* **Document section**:
┄┄┄┄┄┄┄┄┄┄
Simple Catalytic Approach for Removal of Analytical Interferences Caused by Hydrogen Peroxide in a Standard Chemical Oxygen Demand Test

The difference between measured COD (${\mathrm{COD}}_{\mathrm{meas}}$ after ${\mathrm{H}}_2{\mathrm{O}}_2$ addition) and original COD (${\mathrm{COD}}_{\mathrm{org}}$ before ${\mathrm{H}}_2{\mathrm{O}}_2$ addition) is the excess in COD caused by ${\mathrm{H}}_2{\mathrm{O}}_2$, as a ratio in ${\mathrm{mg}}_{\mathrm{COD}}{/\mathrm{mmol}}_{{\mathrm{H}}_2{\mathrm{O}}_2}$. Table S1 lists the ratios determined in this work and in the literature for different wastewaters, whereby interference ratios are in the range $10.2-19.72{\mathrm{mg}}_{\mathrm{COD}}{/\mathrm{mmol}}_{{\mathrm{H}}_2{\mathrm{O}}_2}$. These results demonstrate the need for a uniform experimental approach to remove ${\mathrm{H}}_2{\mathrm{O}}_2$ from wastewater samples without changing COD.
┄┄┄┄┄┄┄┄┄┄
* **Provided data**:
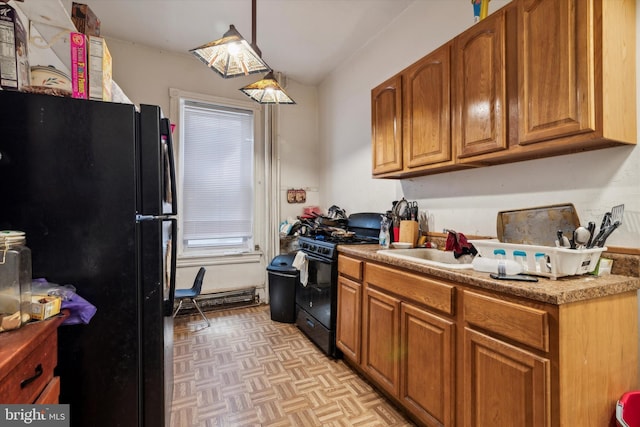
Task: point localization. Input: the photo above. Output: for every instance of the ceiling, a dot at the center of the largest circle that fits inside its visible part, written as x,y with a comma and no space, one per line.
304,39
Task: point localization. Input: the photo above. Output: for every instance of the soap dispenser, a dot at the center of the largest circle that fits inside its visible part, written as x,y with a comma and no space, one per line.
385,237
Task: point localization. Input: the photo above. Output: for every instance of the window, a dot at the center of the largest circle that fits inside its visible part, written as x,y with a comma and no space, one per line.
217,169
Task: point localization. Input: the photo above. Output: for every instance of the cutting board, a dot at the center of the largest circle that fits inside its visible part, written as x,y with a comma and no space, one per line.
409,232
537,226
┄┄┄┄┄┄┄┄┄┄
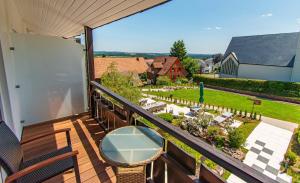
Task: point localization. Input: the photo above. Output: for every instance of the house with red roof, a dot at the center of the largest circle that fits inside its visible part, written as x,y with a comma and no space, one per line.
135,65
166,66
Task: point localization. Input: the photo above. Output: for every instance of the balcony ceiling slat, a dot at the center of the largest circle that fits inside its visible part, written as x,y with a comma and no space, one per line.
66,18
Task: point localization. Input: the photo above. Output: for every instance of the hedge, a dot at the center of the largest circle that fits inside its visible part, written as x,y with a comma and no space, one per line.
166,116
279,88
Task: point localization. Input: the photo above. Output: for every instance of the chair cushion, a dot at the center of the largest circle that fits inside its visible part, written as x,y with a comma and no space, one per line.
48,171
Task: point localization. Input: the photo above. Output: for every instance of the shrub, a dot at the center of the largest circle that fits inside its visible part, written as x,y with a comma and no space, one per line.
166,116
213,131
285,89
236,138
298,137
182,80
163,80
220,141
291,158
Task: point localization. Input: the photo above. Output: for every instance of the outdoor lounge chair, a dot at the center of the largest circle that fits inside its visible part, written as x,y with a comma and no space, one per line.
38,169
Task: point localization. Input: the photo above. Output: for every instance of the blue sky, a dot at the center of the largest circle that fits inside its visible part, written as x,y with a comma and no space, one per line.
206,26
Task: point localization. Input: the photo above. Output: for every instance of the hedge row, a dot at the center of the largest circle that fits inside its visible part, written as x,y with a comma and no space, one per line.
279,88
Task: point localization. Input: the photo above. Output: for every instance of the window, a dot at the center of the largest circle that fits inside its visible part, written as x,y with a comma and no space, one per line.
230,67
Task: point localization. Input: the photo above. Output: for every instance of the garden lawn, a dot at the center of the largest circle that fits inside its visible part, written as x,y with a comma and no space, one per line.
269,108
┄┄┄┄┄┄┄┄┄┄
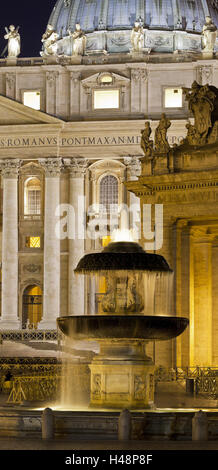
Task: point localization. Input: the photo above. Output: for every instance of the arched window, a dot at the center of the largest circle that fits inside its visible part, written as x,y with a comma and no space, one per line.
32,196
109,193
┄┄┄┄┄┄┄┄┄┄
* **Prompt A**: In the passage on hydrogen peroxide interference in the COD test, why is a uniform method for removing H2O2 from wastewater samples without changing COD needed? Answer in one to three sentences.
* **Prompt B**: Continue the passage on hydrogen peroxide interference in the COD test from the point where it stops.

* **Answer A**: The excess COD that H2O2 causes varies between wastewaters. Table S1, which covers this work and the literature, gives interference ratios from 10.2 to 19.72 mg COD per mmol H2O2.

* **Answer B**:
To overcome the difficulties in determining COD values in effluents containing ${\mathrm{H}}_2{\mathrm{O}}_2$, different methods were investigated. Eq. (2) was first used to calculate a ${\mathrm{COD}}_{{\mathrm{H}}_2{\mathrm{O}}_2}$ of $620\mathrm{mg}/\mathrm{L}$ for all tested wastewaters based on the ${\mathrm{H}}_2{\mathrm{O}}_2$ added to each sample ($44.5{\mathrm{mmol}}_{{\mathrm{H}}_2{\mathrm{O}}_2}/\mathrm{L}$). ${\mathrm{COD}}_{\mathrm{meas}}$, measured in the presence of ${\mathrm{H}}_2{\mathrm{O}}_2$, was corrected by ${\mathrm{COD}}_{{\mathrm{H}}_2{\mathrm{O}}_2}$ to ${\mathrm{COD}}_{\mathrm{cal}}$ and compared with ${\mathrm{COD}}_{\mathrm{org}}$ of the original wastewater (Table 1). Results of the comparison are summarized in Table 2. The difference (ΔCOD) between ${\mathrm{COD}}_{\mathrm{cal}}$ and ${\mathrm{COD}}_{\mathrm{org}}$ indicated the predictive quality of the COD calculation based on measured or known ${\mathrm{H}}_2{\mathrm{O}}_2$ concentrations for different wastewater types.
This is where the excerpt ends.